=== Verilen Satırlar ===

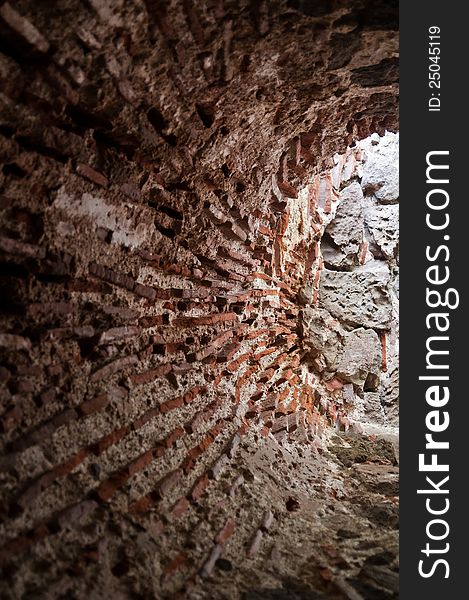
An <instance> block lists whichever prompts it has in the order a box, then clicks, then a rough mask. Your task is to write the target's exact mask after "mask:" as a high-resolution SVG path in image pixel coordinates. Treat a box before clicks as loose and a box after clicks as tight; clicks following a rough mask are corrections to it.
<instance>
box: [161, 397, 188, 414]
mask: <svg viewBox="0 0 469 600" xmlns="http://www.w3.org/2000/svg"><path fill="white" fill-rule="evenodd" d="M181 406H184V399H183V397H182V396H178V397H177V398H172V399H171V400H167V401H166V402H163V404H160V411H161V412H162V413H167V412H170V411H171V410H174V409H176V408H180V407H181Z"/></svg>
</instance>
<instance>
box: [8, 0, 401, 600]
mask: <svg viewBox="0 0 469 600" xmlns="http://www.w3.org/2000/svg"><path fill="white" fill-rule="evenodd" d="M350 4H351V3H347V2H342V1H339V2H333V3H324V2H318V3H311V6H310V4H309V3H307V2H281V1H277V0H275V1H274V2H265V1H261V2H254V1H253V2H249V1H247V0H246V1H244V0H243V1H242V2H237V3H233V2H221V3H220V2H208V1H207V2H205V1H204V2H192V1H189V0H188V1H186V0H184V1H183V2H172V1H171V2H169V1H168V2H153V1H144V2H141V1H140V0H130V1H129V2H104V1H101V0H90V1H89V2H79V1H78V0H63V1H61V2H59V3H57V6H55V5H54V6H52V4H51V3H47V2H34V1H32V0H21V2H18V3H13V2H7V3H3V4H2V6H1V7H0V33H1V36H2V48H1V52H0V78H1V88H2V94H1V95H0V96H1V97H0V115H1V116H0V152H1V158H2V160H1V163H2V170H1V173H0V188H1V189H0V225H1V231H0V264H1V278H2V290H1V309H2V314H1V317H0V318H1V332H0V392H1V415H0V423H1V442H0V450H1V456H0V468H1V474H0V477H1V487H2V502H1V506H0V511H1V514H2V519H1V524H0V538H1V539H2V542H1V544H2V545H1V547H0V566H1V568H2V584H1V588H0V589H1V591H0V595H2V597H6V598H21V597H24V598H26V597H31V598H40V597H43V596H45V595H48V597H53V598H65V597H67V598H87V597H100V598H110V597H112V598H114V597H115V598H170V597H171V598H172V597H174V598H176V597H181V598H183V597H186V598H189V597H191V593H192V594H193V597H194V598H208V599H209V598H210V599H212V598H213V599H215V600H216V599H217V598H223V597H226V596H223V594H224V593H225V590H226V589H228V592H226V593H231V594H232V596H231V597H233V598H237V597H241V594H242V593H243V592H244V591H246V590H250V589H254V590H255V588H256V587H258V585H259V583H258V582H259V581H263V579H264V576H265V577H267V578H268V582H269V583H268V586H269V587H270V588H279V587H281V586H282V585H283V584H282V581H287V580H292V581H293V580H298V579H300V580H301V578H302V577H303V575H302V574H301V570H302V569H303V567H304V568H306V567H305V565H304V564H303V563H304V561H303V559H306V558H308V557H309V556H313V555H315V553H316V550H315V548H317V547H319V546H318V544H316V542H319V539H321V538H322V537H323V536H324V535H325V534H324V531H328V528H329V531H333V532H334V533H333V535H334V536H335V537H334V539H336V538H337V536H336V533H337V530H340V529H345V530H346V529H347V527H348V525H347V522H346V519H345V517H344V519H345V521H344V523H341V524H339V523H338V522H337V525H336V521H335V517H332V516H331V515H329V516H327V515H326V513H327V510H329V509H328V508H327V507H328V506H329V505H333V504H334V503H336V502H339V501H340V498H341V494H345V492H344V489H343V484H342V483H340V482H339V483H337V482H336V479H334V477H335V476H331V477H332V478H331V477H329V475H330V473H331V472H333V469H329V471H327V473H329V475H328V476H326V475H325V474H324V473H325V472H326V470H327V469H326V463H321V462H320V461H321V460H326V459H325V458H324V459H323V458H322V457H321V452H323V438H324V432H326V431H330V430H331V429H330V428H331V427H334V426H335V425H336V423H337V422H338V418H339V417H338V416H341V418H344V419H345V418H346V414H345V413H344V410H343V405H342V398H341V397H339V396H338V395H337V394H336V392H339V391H340V389H341V388H340V385H341V383H340V382H339V383H337V382H336V380H335V379H330V380H328V385H327V387H326V386H324V385H323V383H324V382H323V381H322V375H321V373H322V371H321V368H320V367H321V365H320V364H319V362H317V365H316V366H317V368H316V367H314V369H313V368H310V366H311V364H309V363H308V364H306V362H305V359H304V356H305V352H306V350H305V348H304V347H303V342H302V339H301V337H300V336H299V327H298V324H299V314H300V308H301V298H302V297H303V296H308V297H309V301H311V302H312V303H313V304H314V303H315V301H316V300H317V292H318V286H319V282H320V274H321V270H322V268H323V263H322V260H321V254H320V250H319V246H318V240H319V238H320V236H321V235H322V233H323V231H324V227H325V220H327V219H328V218H329V217H330V216H331V215H332V214H333V213H334V210H335V208H336V204H337V198H338V190H339V188H340V186H341V185H342V180H341V177H342V175H341V174H340V173H339V174H337V169H336V170H335V171H330V168H331V167H332V163H331V157H332V156H333V155H334V153H335V152H339V153H342V152H344V151H345V149H346V147H347V145H349V144H350V143H352V142H353V141H354V140H355V139H358V138H363V137H364V136H366V135H368V134H369V133H370V132H372V131H377V132H379V133H380V134H383V133H384V130H385V129H396V128H397V93H398V90H397V83H396V81H397V80H396V69H394V68H393V66H394V65H396V64H397V22H396V8H395V7H394V6H393V3H391V7H390V8H388V6H389V3H384V2H366V1H360V2H358V3H356V5H355V4H354V5H353V7H352V6H351V5H350ZM313 5H314V6H313ZM350 31H351V32H350ZM383 60H384V61H385V66H386V68H384V67H383V69H381V68H380V65H381V64H382V61H383ZM386 61H387V62H386ZM369 66H375V67H376V68H375V70H374V71H373V72H372V74H371V75H370V77H371V78H372V77H373V73H376V81H375V82H374V83H375V85H374V84H373V81H369V80H367V82H366V86H365V85H363V86H362V85H361V79H360V69H363V68H366V67H369ZM351 76H353V77H354V82H355V83H354V84H353V85H350V78H351ZM344 160H345V159H344ZM343 168H344V169H345V168H346V164H345V162H344V164H343ZM341 173H342V172H341ZM328 215H329V217H328ZM360 252H361V254H360V256H361V260H362V262H363V261H364V260H365V258H366V255H367V247H366V245H363V247H362V248H361V249H360ZM308 290H310V291H308ZM387 343H388V344H389V342H387V341H386V337H385V336H384V335H383V336H382V337H381V347H382V365H381V366H382V369H386V368H388V369H389V359H387V356H386V349H387V345H386V344H387ZM318 390H321V393H319V392H318ZM334 394H335V395H334ZM341 410H342V412H341ZM345 412H346V411H345ZM342 413H344V414H342ZM288 457H292V458H291V460H290V458H288ZM305 457H306V458H305ZM307 460H309V461H316V460H317V461H318V462H317V464H316V463H314V464H315V465H316V466H315V467H314V469H313V471H312V473H311V472H310V471H308V470H307V468H306V466H305V465H306V464H307ZM327 460H329V459H327ZM311 464H312V463H311ZM334 464H335V463H334ZM295 465H296V466H295ZM298 465H300V466H298ZM323 470H324V472H323ZM297 471H298V480H297V475H296V474H295V473H296V472H297ZM394 475H395V474H394V473H388V472H386V473H385V474H384V475H383V477H385V476H386V477H389V478H392V477H394ZM328 477H329V478H328ZM367 477H369V474H368V473H362V472H360V473H358V474H357V478H358V479H357V481H358V482H359V483H360V482H362V479H366V478H367ZM360 478H361V479H360ZM344 485H345V484H344ZM357 485H358V484H357ZM290 488H291V489H294V492H291V491H288V490H290ZM354 489H355V488H354V487H353V486H351V487H350V489H348V492H347V493H349V495H350V496H353V493H354V492H353V490H354ZM293 493H294V494H295V497H296V496H298V497H299V498H300V499H301V502H300V509H299V510H300V511H303V514H302V518H303V519H304V522H309V523H315V524H316V525H314V526H313V525H311V527H312V531H313V533H311V532H310V533H311V536H310V537H311V539H308V536H306V534H304V536H303V533H302V532H301V527H300V525H298V524H297V522H296V521H295V520H294V515H295V514H297V513H295V511H294V510H290V508H291V507H294V506H296V505H295V503H294V502H293V501H292V502H291V503H290V504H288V502H289V500H288V498H289V495H290V494H293ZM370 493H371V492H370ZM309 497H310V498H313V497H314V498H322V499H323V501H322V500H321V502H322V504H321V510H323V511H324V515H326V516H325V517H324V518H325V519H326V521H327V523H326V524H325V525H324V528H323V529H321V528H322V527H323V525H322V524H321V523H319V524H318V522H319V521H320V519H318V516H317V515H318V511H319V508H318V507H319V505H318V506H316V505H315V504H314V502H316V500H314V501H313V500H307V499H308V498H309ZM393 498H394V494H393V493H391V492H389V494H388V496H387V500H386V502H387V504H386V506H394V504H393V502H394V499H393ZM381 500H382V498H381ZM318 501H319V500H318ZM355 505H356V507H358V506H359V504H358V502H356V503H355ZM355 505H354V506H355ZM360 506H361V505H360ZM356 507H355V508H353V509H352V508H351V509H350V510H351V511H352V510H355V511H356V512H355V513H353V514H354V517H353V519H356V518H358V519H361V518H363V519H364V518H365V517H363V516H362V512H363V511H364V512H366V507H361V508H356ZM357 511H358V512H357ZM360 511H362V512H360ZM339 512H340V511H339V510H338V511H337V513H339ZM388 513H389V515H390V516H389V515H388ZM388 513H386V515H388V516H389V519H388V520H389V522H391V521H392V519H393V515H394V513H393V512H392V509H391V508H389V510H388ZM357 514H358V515H359V516H358V517H357V516H356V515H357ZM341 518H342V517H341ZM392 523H393V522H392ZM391 525H392V524H391ZM391 525H389V528H390V529H392V527H393V526H394V525H392V526H391ZM315 527H319V529H317V530H316V529H315ZM383 527H384V528H386V527H388V524H385V525H383ZM284 531H288V532H290V533H289V534H288V535H289V536H290V537H289V538H288V540H289V542H288V543H289V544H290V545H289V546H288V544H287V541H288V540H287V538H286V537H285V536H284V533H283V532H284ZM314 532H316V533H314ZM316 534H317V535H316ZM331 535H332V534H331ZM302 536H303V537H302ZM339 537H340V536H339ZM337 539H338V538H337ZM344 539H347V540H348V539H349V538H346V537H344ZM392 539H393V540H394V538H392ZM282 540H283V541H284V543H285V553H284V555H283V556H282V557H281V560H275V561H274V563H275V564H272V559H271V558H270V557H271V556H273V557H274V558H275V556H277V555H276V552H280V551H281V550H278V545H280V547H281V548H282ZM339 542H340V540H339V541H337V544H339ZM378 542H379V543H382V544H386V543H387V542H386V540H384V541H383V540H378V541H377V542H376V544H377V545H378ZM305 543H308V544H309V545H308V548H309V549H308V551H307V553H303V556H302V557H301V560H300V558H299V557H298V556H296V557H295V556H294V555H293V554H292V552H293V550H292V549H294V548H295V547H300V546H301V545H302V544H303V545H304V544H305ZM347 543H348V542H347ZM392 544H394V542H392V543H391V542H389V543H388V546H389V545H392ZM384 547H387V546H386V545H385V546H384ZM276 548H277V550H275V549H276ZM313 548H314V549H313ZM307 555H308V556H307ZM264 560H265V561H266V563H265V565H267V566H265V565H264V566H262V565H263V562H262V561H264ZM308 560H309V558H308ZM337 560H339V559H338V558H337V556H334V557H331V556H330V555H328V554H327V552H323V551H322V550H321V552H320V555H317V556H315V558H314V561H313V560H312V559H311V560H310V564H309V563H308V564H309V567H311V565H312V564H313V563H314V568H313V570H312V571H311V572H312V573H313V571H314V573H313V575H311V583H310V588H308V589H314V590H316V591H319V592H321V593H328V594H330V597H340V593H339V592H338V591H337V589H336V588H335V587H334V584H333V583H331V582H330V581H326V579H324V577H322V576H320V575H318V573H319V571H318V569H323V572H324V573H326V572H327V571H324V569H326V567H327V568H331V569H334V568H335V567H334V561H337ZM363 560H364V559H363ZM269 561H270V562H269ZM376 564H378V563H376ZM279 565H283V566H279ZM309 567H308V568H309ZM276 568H278V569H280V571H279V572H281V575H279V578H278V579H276V576H275V575H272V573H275V569H276ZM310 570H311V569H310ZM316 571H317V572H316ZM331 572H332V571H331ZM266 573H267V575H266ZM259 574H260V575H259ZM308 585H309V584H308ZM227 586H231V587H229V588H227ZM391 591H392V590H391ZM385 593H388V592H385ZM334 594H336V596H334ZM256 597H257V596H256ZM326 597H327V596H326Z"/></svg>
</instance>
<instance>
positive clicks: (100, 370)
mask: <svg viewBox="0 0 469 600" xmlns="http://www.w3.org/2000/svg"><path fill="white" fill-rule="evenodd" d="M137 363H138V358H137V357H136V356H124V357H122V358H118V359H116V360H114V361H112V362H110V363H108V364H107V365H105V366H104V367H101V368H100V369H98V370H97V371H95V372H94V373H93V374H92V375H91V377H90V381H91V382H93V383H94V382H96V381H100V380H102V379H107V378H108V377H111V376H112V375H114V373H117V372H118V371H121V370H122V369H124V368H125V367H128V366H130V365H135V364H137Z"/></svg>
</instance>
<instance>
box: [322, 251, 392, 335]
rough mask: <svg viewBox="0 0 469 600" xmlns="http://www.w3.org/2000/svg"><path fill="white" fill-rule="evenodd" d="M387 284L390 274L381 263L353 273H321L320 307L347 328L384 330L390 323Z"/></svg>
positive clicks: (389, 295) (356, 271)
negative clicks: (346, 327) (382, 329)
mask: <svg viewBox="0 0 469 600" xmlns="http://www.w3.org/2000/svg"><path fill="white" fill-rule="evenodd" d="M389 283H390V272H389V269H388V267H387V265H386V264H385V263H382V262H377V261H376V262H374V263H371V264H370V263H369V264H367V265H365V266H364V267H361V268H360V269H357V270H355V271H352V272H339V271H329V270H327V269H324V271H323V273H322V276H321V284H320V288H319V304H320V306H321V307H322V308H325V309H326V310H328V311H329V312H330V313H331V314H332V315H333V316H334V317H336V318H337V319H339V320H340V321H341V322H343V323H344V324H346V325H349V326H353V327H359V326H363V327H374V328H377V329H386V328H387V327H388V326H389V323H390V320H391V299H390V294H389Z"/></svg>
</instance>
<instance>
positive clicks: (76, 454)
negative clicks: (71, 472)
mask: <svg viewBox="0 0 469 600" xmlns="http://www.w3.org/2000/svg"><path fill="white" fill-rule="evenodd" d="M87 456H88V452H87V450H85V449H84V448H83V449H81V450H79V451H78V452H76V453H75V454H74V455H73V456H71V457H70V458H69V459H68V460H66V461H65V462H63V463H62V464H60V465H58V466H57V467H54V473H55V474H56V475H57V476H58V477H63V476H64V475H68V473H71V472H72V471H73V469H75V468H76V467H78V465H80V464H81V463H82V462H83V461H84V460H85V458H86V457H87Z"/></svg>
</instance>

===

### Yapılacak İş
Yukarıdaki satırlardan "rough" sözcüğünü içerenlerin tümünü belirleyiniz ve her birini olduğu gibi aktarınız.

### Görev Sonucu
An <instance> block lists whichever prompts it has in the order a box, then clicks, then a rough mask. Your task is to write the target's exact mask after "mask:" as a high-resolution SVG path in image pixel coordinates. Treat a box before clicks as loose and a box after clicks as tight; clicks following a rough mask are corrections to it.
rough mask: <svg viewBox="0 0 469 600" xmlns="http://www.w3.org/2000/svg"><path fill="white" fill-rule="evenodd" d="M387 284L390 274L381 263L353 273H321L320 307L347 328L384 330L390 323Z"/></svg>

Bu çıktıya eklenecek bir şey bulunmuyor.